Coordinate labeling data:
• • • • • • •

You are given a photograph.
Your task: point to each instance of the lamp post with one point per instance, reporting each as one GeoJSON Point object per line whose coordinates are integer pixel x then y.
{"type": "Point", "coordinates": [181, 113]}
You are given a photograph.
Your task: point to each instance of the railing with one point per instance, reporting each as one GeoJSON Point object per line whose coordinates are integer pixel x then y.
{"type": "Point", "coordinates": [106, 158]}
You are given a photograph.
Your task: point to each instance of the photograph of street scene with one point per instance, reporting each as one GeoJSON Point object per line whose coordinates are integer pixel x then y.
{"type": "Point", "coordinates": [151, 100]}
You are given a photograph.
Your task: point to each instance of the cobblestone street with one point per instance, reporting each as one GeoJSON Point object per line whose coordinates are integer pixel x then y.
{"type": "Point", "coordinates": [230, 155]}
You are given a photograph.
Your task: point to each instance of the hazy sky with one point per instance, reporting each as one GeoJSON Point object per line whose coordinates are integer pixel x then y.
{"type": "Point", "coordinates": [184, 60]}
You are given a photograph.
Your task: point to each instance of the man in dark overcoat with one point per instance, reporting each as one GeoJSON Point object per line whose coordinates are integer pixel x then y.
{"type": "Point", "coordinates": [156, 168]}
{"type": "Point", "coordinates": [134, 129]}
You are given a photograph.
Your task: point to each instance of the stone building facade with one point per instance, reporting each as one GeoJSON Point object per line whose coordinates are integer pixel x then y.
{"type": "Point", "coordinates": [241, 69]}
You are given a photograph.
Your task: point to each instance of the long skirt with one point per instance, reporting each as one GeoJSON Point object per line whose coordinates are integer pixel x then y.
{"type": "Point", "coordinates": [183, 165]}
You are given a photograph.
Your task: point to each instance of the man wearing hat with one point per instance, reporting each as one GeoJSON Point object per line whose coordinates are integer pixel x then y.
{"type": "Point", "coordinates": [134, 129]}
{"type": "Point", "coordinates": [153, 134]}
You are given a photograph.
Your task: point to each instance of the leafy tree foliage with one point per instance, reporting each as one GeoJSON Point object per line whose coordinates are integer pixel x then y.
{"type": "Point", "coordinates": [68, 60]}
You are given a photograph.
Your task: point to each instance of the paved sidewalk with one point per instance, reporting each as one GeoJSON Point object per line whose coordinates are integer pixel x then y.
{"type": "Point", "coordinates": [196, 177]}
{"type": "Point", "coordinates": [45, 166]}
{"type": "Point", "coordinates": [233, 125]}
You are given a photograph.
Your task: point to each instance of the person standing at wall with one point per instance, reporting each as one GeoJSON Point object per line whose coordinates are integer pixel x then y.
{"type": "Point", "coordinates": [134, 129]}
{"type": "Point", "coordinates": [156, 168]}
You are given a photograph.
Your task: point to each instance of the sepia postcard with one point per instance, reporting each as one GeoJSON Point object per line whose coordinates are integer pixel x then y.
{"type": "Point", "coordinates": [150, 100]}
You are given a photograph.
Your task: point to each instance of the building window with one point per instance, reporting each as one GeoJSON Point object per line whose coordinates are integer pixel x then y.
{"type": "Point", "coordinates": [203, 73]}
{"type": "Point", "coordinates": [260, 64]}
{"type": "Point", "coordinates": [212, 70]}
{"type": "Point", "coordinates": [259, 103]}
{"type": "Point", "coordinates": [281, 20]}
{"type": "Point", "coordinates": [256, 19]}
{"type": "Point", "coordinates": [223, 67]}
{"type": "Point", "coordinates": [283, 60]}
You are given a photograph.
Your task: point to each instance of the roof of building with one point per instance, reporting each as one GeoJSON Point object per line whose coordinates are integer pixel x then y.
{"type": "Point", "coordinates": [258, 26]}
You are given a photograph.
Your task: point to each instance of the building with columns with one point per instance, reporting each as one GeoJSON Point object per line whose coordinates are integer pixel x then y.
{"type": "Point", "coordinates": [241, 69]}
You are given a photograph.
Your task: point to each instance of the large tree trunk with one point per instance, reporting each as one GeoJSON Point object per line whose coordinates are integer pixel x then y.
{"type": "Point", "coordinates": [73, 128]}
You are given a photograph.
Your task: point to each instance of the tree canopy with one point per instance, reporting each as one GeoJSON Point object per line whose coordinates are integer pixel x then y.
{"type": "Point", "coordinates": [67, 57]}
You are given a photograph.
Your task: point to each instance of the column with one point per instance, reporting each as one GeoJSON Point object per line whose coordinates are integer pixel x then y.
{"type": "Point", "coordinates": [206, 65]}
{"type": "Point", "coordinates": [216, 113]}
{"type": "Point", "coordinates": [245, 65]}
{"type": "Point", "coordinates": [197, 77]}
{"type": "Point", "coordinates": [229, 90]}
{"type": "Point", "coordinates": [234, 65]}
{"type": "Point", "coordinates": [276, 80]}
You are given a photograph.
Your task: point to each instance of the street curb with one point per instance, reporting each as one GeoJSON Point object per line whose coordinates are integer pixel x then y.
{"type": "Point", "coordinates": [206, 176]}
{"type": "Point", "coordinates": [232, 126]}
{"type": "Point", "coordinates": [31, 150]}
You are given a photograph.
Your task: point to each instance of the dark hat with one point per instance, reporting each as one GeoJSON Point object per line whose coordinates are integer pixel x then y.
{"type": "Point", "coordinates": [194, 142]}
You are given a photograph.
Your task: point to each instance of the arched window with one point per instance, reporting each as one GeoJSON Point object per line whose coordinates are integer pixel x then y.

• • • • • • •

Which lines of the records contain the word "street"? Locate and copy each of them.

_Answer to the problem:_
Your task: point to each instance of the photograph of street scene with one point per instance, reporting each as one GeoJSON Point object per line whose coordinates are integer pixel x then y.
Your task: point to each instance of the cobblestone street with one point per instance, reporting each as one GeoJSON Point object per line whose coordinates are integer pixel x then y.
Your task: point to each instance of the street curb with one point per instance, reporting each as one GeoJSON Point object per line whose coordinates are integer pixel x then y.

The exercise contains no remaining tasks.